- [Instructions for the task] Could you repeat the records below exactly, leaving out any pictures?

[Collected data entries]
--- Start ---
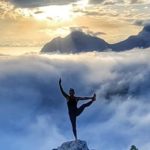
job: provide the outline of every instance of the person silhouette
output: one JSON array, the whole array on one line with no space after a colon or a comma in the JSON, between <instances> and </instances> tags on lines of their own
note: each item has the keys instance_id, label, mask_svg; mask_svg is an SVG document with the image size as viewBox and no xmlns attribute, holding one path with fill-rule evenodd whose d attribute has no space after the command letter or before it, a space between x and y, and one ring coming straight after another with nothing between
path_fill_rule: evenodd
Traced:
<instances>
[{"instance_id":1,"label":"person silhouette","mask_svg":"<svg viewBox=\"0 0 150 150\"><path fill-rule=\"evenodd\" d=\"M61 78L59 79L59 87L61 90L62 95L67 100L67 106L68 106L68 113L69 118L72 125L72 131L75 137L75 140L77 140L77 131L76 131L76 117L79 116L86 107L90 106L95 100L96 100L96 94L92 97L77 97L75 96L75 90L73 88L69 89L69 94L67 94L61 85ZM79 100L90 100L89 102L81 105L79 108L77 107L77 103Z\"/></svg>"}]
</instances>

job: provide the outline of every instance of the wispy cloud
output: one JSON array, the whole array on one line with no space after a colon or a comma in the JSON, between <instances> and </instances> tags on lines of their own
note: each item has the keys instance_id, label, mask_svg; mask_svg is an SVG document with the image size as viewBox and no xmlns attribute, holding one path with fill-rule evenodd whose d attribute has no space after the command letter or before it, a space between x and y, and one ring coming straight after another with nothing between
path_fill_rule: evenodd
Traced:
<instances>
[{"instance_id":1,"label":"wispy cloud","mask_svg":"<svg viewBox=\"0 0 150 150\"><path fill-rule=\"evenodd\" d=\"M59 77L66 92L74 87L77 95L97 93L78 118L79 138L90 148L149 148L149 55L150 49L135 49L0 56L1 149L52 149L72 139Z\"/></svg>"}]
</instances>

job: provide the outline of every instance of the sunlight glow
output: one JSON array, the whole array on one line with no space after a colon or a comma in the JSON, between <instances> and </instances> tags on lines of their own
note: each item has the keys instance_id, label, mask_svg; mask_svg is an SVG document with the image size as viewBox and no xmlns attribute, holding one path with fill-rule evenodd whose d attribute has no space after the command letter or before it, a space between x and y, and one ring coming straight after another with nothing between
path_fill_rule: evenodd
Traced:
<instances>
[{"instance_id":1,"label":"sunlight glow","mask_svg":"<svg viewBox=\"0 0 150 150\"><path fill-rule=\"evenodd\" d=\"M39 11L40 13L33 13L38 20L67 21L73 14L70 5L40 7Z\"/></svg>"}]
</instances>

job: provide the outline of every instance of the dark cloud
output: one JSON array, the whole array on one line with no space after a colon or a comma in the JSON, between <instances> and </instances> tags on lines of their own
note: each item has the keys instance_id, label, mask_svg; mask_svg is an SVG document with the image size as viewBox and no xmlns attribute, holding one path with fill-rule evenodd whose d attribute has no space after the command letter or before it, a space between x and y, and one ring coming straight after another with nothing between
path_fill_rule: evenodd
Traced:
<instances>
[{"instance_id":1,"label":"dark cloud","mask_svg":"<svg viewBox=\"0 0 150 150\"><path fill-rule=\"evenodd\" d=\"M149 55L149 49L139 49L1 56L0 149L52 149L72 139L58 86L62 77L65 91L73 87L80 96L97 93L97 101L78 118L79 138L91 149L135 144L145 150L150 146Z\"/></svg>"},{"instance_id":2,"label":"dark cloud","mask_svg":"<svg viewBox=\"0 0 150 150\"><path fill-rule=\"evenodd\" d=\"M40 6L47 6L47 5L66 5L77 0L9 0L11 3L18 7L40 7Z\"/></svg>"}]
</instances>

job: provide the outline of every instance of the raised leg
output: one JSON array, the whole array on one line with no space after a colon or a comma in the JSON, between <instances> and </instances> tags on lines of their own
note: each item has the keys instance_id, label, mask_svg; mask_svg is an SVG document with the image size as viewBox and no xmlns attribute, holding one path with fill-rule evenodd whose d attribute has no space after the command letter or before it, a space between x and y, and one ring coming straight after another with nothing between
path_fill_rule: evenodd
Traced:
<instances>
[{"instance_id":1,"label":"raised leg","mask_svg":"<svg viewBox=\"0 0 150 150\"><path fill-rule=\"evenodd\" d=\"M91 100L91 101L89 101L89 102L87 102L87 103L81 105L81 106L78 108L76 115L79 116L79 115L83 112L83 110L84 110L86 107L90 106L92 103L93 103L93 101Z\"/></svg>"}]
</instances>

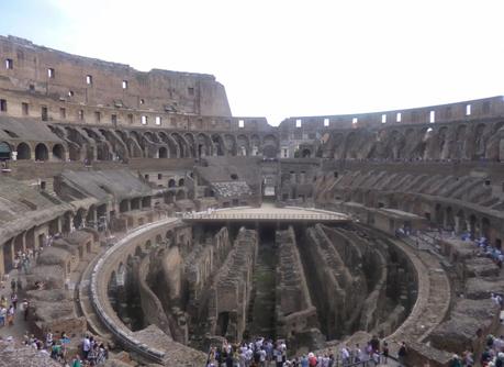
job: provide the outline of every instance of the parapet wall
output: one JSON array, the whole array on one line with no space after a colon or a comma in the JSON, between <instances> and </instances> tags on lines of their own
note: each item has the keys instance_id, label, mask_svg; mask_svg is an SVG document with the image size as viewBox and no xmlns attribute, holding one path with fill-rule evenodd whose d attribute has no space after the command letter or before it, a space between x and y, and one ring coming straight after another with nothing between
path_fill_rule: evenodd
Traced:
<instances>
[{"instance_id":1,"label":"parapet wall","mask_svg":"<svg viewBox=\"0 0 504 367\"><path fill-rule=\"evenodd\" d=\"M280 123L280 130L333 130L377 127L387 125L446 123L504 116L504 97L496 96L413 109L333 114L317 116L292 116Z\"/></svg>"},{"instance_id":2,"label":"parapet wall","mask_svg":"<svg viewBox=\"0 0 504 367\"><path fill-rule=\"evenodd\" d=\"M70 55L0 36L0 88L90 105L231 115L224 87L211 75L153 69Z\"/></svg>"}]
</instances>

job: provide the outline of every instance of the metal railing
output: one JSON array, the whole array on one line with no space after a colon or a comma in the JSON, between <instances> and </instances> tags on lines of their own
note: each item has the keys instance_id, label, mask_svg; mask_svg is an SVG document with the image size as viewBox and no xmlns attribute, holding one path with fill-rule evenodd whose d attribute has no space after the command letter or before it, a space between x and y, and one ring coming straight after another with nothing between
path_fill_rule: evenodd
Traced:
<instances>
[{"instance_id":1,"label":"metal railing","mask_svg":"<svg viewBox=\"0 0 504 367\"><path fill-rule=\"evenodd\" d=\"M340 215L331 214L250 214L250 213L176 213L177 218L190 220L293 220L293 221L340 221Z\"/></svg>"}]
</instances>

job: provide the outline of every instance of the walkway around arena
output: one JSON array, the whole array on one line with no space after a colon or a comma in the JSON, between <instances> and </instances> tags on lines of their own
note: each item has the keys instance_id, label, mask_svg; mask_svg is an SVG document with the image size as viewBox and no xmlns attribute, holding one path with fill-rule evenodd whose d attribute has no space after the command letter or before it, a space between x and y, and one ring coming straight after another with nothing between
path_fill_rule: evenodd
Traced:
--- End ---
- [Written solution]
job: provide the outline of every instance of the person silhouette
output: one JSON array, the whole array on one line with no space after a colon or a comma in the JSON, between <instances> and </instances> tags on lines of their own
note: each item has the keys instance_id, label, mask_svg; mask_svg is an SVG document with the image size as viewBox and no xmlns attribute, holding one path with fill-rule evenodd whose d attribute has no space after the command letter or before it, a space between x and y, and one ring coming straight after another with nothing between
path_fill_rule: evenodd
Traced:
<instances>
[{"instance_id":1,"label":"person silhouette","mask_svg":"<svg viewBox=\"0 0 150 150\"><path fill-rule=\"evenodd\" d=\"M61 78L59 79L59 87L61 90L62 95L67 100L67 106L68 106L68 113L69 118L72 125L72 131L75 137L75 140L77 140L77 131L76 131L76 117L79 116L86 107L90 106L95 100L96 100L96 94L92 97L77 97L75 96L75 90L73 88L69 89L69 94L67 94L61 85ZM79 100L90 100L89 102L81 105L79 108L77 107L77 103Z\"/></svg>"}]
</instances>

job: provide the outline of every instance of the wispy cloud
output: one JSON array, the whole array on one line with no space after a colon or a comma in the JSON, between <instances> and </instances> tags on lines of their own
note: each item has the keys instance_id, label, mask_svg; mask_svg is an SVG document with the image size as viewBox and no xmlns attribute, holding one path with fill-rule evenodd whose d attribute has no space after the command letter or before it, a space between x and y, and one ring coming straight after another with nothing between
path_fill_rule: evenodd
Traced:
<instances>
[{"instance_id":1,"label":"wispy cloud","mask_svg":"<svg viewBox=\"0 0 150 150\"><path fill-rule=\"evenodd\" d=\"M59 77L66 92L74 87L77 95L97 93L78 118L79 138L90 148L149 148L149 55L150 49L135 49L0 56L1 149L52 149L72 139Z\"/></svg>"}]
</instances>

job: provide the outline of every instance of the sunlight glow
output: one JSON array, the whole array on one line with no space after a colon or a comma in the JSON, between <instances> and </instances> tags on lines of their own
note: each item has the keys instance_id, label, mask_svg; mask_svg is an SVG document with the image size as viewBox and no xmlns attribute, holding one path with fill-rule evenodd whose d attribute has no space after the command letter or before it, a space between x and y, and one ring coming straight after another with nothing between
path_fill_rule: evenodd
Traced:
<instances>
[{"instance_id":1,"label":"sunlight glow","mask_svg":"<svg viewBox=\"0 0 150 150\"><path fill-rule=\"evenodd\" d=\"M39 11L40 13L33 13L38 20L67 21L73 14L70 5L40 7Z\"/></svg>"}]
</instances>

job: provide the outline of every instance of the dark cloud
output: one JSON array, the whole array on one line with no space after a colon or a comma in the JSON, between <instances> and </instances> tags on lines of their own
note: each item has the keys instance_id, label, mask_svg; mask_svg is an SVG document with the image size as viewBox and no xmlns attribute, holding one path with fill-rule evenodd whose d attribute has no space after the command letter or before it, a space between x and y, and one ring coming straight after another with nothing between
path_fill_rule: evenodd
Traced:
<instances>
[{"instance_id":1,"label":"dark cloud","mask_svg":"<svg viewBox=\"0 0 150 150\"><path fill-rule=\"evenodd\" d=\"M149 55L149 49L139 49L1 56L0 149L52 149L72 139L58 86L62 77L65 91L73 87L80 96L97 93L97 101L78 118L79 138L91 149L135 144L145 150L150 146Z\"/></svg>"},{"instance_id":2,"label":"dark cloud","mask_svg":"<svg viewBox=\"0 0 150 150\"><path fill-rule=\"evenodd\" d=\"M40 6L47 6L47 5L66 5L77 0L9 0L11 3L18 7L40 7Z\"/></svg>"}]
</instances>

job: provide the outline of every instance of the raised leg
output: one JSON array, the whole array on one line with no space after a colon or a comma in the JSON, between <instances> and </instances> tags on lines of their own
note: each item has the keys instance_id, label, mask_svg; mask_svg is an SVG document with the image size as viewBox and no xmlns attribute, holding one path with fill-rule evenodd whose d attribute has no space after the command letter or before it, a space between x and y, and one ring coming straight after another with nothing between
path_fill_rule: evenodd
Traced:
<instances>
[{"instance_id":1,"label":"raised leg","mask_svg":"<svg viewBox=\"0 0 150 150\"><path fill-rule=\"evenodd\" d=\"M91 100L91 101L89 101L89 102L87 102L87 103L81 105L81 106L78 108L76 115L79 116L79 115L83 112L83 110L84 110L86 107L90 106L92 103L93 103L93 101Z\"/></svg>"}]
</instances>

job: provide the outline of every instance of the parapet wall
output: one JSON array, the whole array on one line with no space after a colon or a comma in the JSON, between <instances> and </instances> tags on lines of their own
note: each item has the keys instance_id, label, mask_svg; mask_svg is an SVG document with the image size as viewBox and no xmlns attribute, holding one path with fill-rule evenodd whose d attribute has no space after the command letter or before it, a space between x and y, and one ring coming straight after another with nothing between
path_fill_rule: evenodd
Traced:
<instances>
[{"instance_id":1,"label":"parapet wall","mask_svg":"<svg viewBox=\"0 0 504 367\"><path fill-rule=\"evenodd\" d=\"M280 123L280 130L333 130L377 127L387 125L446 123L504 116L504 97L496 96L413 109L333 114L317 116L292 116Z\"/></svg>"},{"instance_id":2,"label":"parapet wall","mask_svg":"<svg viewBox=\"0 0 504 367\"><path fill-rule=\"evenodd\" d=\"M70 55L0 36L0 88L90 105L231 115L224 87L211 75L153 69Z\"/></svg>"}]
</instances>

job: provide the outline of every instance of the metal railing
output: one JSON array, the whole array on one line with no space after a colon or a comma in the JSON, between <instances> and </instances> tags on lines of their own
note: each item has the keys instance_id, label, mask_svg; mask_svg is an SVG document with the image size as viewBox and no xmlns attribute, holding one path with fill-rule evenodd whose d attribute has no space after the command letter or before it, a space between x and y, and one ring coming straight after another with nothing between
path_fill_rule: evenodd
Traced:
<instances>
[{"instance_id":1,"label":"metal railing","mask_svg":"<svg viewBox=\"0 0 504 367\"><path fill-rule=\"evenodd\" d=\"M340 215L331 214L250 214L250 213L176 213L177 218L190 220L293 220L293 221L340 221Z\"/></svg>"}]
</instances>

job: provide the outline of every instance of the walkway around arena
output: one JSON array, the whole array on one line with no space after a colon or a comma in the JSON, between <instances> and </instances> tags on lines of their own
note: each item has the keys instance_id, label, mask_svg; mask_svg is an SVG document with the image size as viewBox and no xmlns attribute, holding one path with fill-rule evenodd whose d attribute has no space after the command letter or before it, a space between x and y, and one ring coming straight after another with nothing between
path_fill_rule: evenodd
Traced:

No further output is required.